> GOAL
Please give the lines of data below as a numbered list, omitting blank lines and the pictures.

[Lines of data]

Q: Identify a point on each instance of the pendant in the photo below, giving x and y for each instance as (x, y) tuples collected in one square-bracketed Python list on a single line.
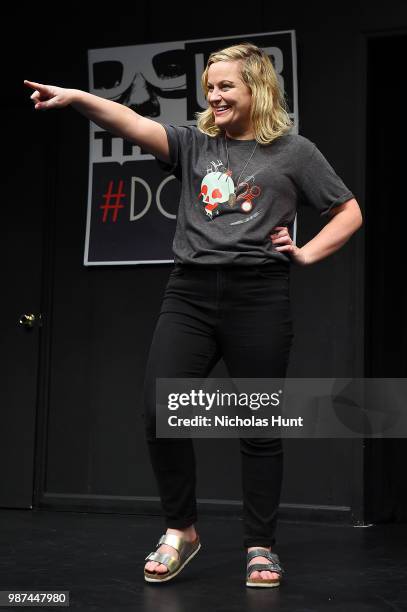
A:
[(232, 200)]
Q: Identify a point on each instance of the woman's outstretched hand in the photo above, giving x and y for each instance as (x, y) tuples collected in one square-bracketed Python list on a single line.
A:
[(282, 239), (49, 96)]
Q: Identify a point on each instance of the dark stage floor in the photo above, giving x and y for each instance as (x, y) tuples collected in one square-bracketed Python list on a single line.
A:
[(99, 559)]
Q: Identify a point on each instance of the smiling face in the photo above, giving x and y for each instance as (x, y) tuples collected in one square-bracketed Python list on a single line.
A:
[(230, 99)]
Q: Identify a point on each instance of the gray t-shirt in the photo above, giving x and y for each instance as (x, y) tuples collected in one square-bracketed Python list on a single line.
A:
[(216, 228)]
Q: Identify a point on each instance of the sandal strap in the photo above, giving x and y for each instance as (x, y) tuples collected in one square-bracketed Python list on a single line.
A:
[(264, 567), (273, 566), (171, 539), (262, 552), (163, 558)]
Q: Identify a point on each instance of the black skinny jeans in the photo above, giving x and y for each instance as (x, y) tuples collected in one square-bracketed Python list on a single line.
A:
[(240, 313)]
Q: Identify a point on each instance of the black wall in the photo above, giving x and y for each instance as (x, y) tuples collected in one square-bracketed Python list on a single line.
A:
[(328, 297)]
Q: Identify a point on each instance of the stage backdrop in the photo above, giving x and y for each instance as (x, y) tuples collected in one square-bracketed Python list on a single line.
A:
[(132, 203)]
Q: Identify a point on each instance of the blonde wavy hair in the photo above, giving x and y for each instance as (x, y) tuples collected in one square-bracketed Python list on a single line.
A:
[(269, 111)]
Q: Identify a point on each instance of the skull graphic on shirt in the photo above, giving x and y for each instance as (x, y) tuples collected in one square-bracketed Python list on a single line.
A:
[(216, 188)]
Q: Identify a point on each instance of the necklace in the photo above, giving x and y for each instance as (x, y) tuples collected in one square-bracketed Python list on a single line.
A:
[(232, 196)]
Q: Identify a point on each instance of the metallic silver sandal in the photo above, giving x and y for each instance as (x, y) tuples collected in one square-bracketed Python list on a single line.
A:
[(273, 566), (186, 551)]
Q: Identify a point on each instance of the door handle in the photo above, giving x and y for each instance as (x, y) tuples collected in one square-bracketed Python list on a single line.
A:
[(30, 320)]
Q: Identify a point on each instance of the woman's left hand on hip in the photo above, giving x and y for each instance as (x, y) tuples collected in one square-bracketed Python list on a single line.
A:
[(282, 242)]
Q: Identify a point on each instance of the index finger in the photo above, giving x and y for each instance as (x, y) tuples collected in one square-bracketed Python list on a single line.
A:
[(33, 85)]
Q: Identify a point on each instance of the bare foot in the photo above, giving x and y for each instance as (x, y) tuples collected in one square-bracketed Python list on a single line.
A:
[(264, 575), (189, 534)]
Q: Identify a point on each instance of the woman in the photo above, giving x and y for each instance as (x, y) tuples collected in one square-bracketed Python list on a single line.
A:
[(243, 175)]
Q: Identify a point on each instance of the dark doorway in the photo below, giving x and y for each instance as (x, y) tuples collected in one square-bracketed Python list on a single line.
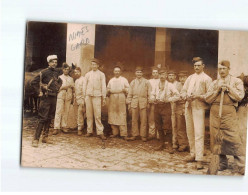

> RESPONSE TO THIS EXERCISE
1. Q: Identify a point on each instance of the pendant in the photo below, giving x and y for each instance as (x, y) tuples collected in one square-bracketed Python list on a single line.
2. A:
3. [(232, 200)]
4. Q: Identify a point on each instance of the woman's outstretched hand in the photo above, giving x and y for each instance as (x, y) tuples collected in one square-bracketed Python list on a single line.
5. A:
6. [(282, 239), (49, 96)]
7. Q: Identify a point on each instance of the dark stage floor in the photo above, giving x and y for each instance as (x, y) tuples collected in one square-bracketed Python list on a single line.
8. A:
9. [(99, 559)]
10. Q: Identify a point on each instance of the smiling face in the photo above, giving x and y for each instance as (x, y) tuples collected in one square-bracketed Python list on a single line.
11. A:
12. [(230, 99)]
13. Q: Identify a point on each instance of the gray t-shirt in the photo above, giving x and y for each instance as (x, y) tuples collected in one square-bracketed Python list on a single line.
14. A:
15. [(216, 228)]
16. Q: Identify a point on each instance of the sandal strap in the photo above, giving x and y for each instance as (x, y) tuples collected in one square-bracketed Python list on a single line.
17. A:
18. [(264, 567), (273, 566), (171, 539), (262, 552), (163, 558)]
19. Q: Identify a point on each instance of the black skinny jeans in the photo above, giving x and y for each instance as (x, y) tuples collected in one square-bracketed Python list on a single line.
20. A:
21. [(240, 313)]
22. Q: Identify a point on each instance of the black wall in the photo above, giving x and y for each instance as (x, y) tuples collected in one square-bracketed Python list on a single line.
23. A:
24. [(328, 297)]
25. Q: Identify a point on each instance of the stage backdrop in the photo above, giving x and y for each instance as (x, y) tuples collected in one square-bracketed Python list on a single line.
26. A:
27. [(132, 203)]
28. Q: Identify a point on each instance of the blonde wavy hair in the photo above, giving x and y for each instance as (x, y) tuples collected in one square-bracketed Python list on a single line.
29. A:
30. [(269, 111)]
31. Q: Identify a point on each instance of the skull graphic on shirt in the photo above, giving x and y for each instance as (x, y) tuples collected in one square-bracketed Python list on a single line.
32. A:
33. [(216, 188)]
34. Q: Identify a point on each instance of the necklace in the photo above, giving x and y for each instance as (x, y) tuples collected in one square-bracketed Python list on a single line.
35. A:
36. [(232, 196)]
37. Q: Identify a point on each instance of the metallic silver sandal in the photo above, giving x and y for each instance as (x, y) tuples collected in one square-bracketed Python list on a single line.
38. A:
39. [(273, 566), (186, 551)]
40. Q: Identify a point on each instance of the door handle in the photo above, giving x and y for each instance as (x, y) tuples collected in one square-bracketed Python list on a single line.
41. A:
42. [(30, 320)]
43. Q: Identify a point on each instance of the woman's left hand on hip in the photo above, giving x and y for each instance as (x, y) tuples collected in one square-bracketed Python list on a single line.
44. A:
45. [(282, 242)]
46. Q: Identify a point on each instance of the index finger in the photo above, giving x and y for each instance as (x, y) tuples collected in one square-bracketed Python list on a single line.
47. A:
48. [(33, 85)]
49. Q: Identify a point on each instance of the bare foot in the photo above, giving x and y for each instance as (x, y) tuples collected in one square-bracketed Python list on a single line.
50. A:
51. [(264, 575), (189, 534)]
52. Q: Identify a point on each instance of the woman in the photo above, giving x and y for each instance as (x, y) tuples collected in one square-bracketed Python list on a single line.
53. A:
54. [(243, 175)]
55. Q: Identify a point on each instance of the dark doorway in the photo below, giving x and y for each instance as (x, y) tuples collected in one square-bracketed Python list on a single line.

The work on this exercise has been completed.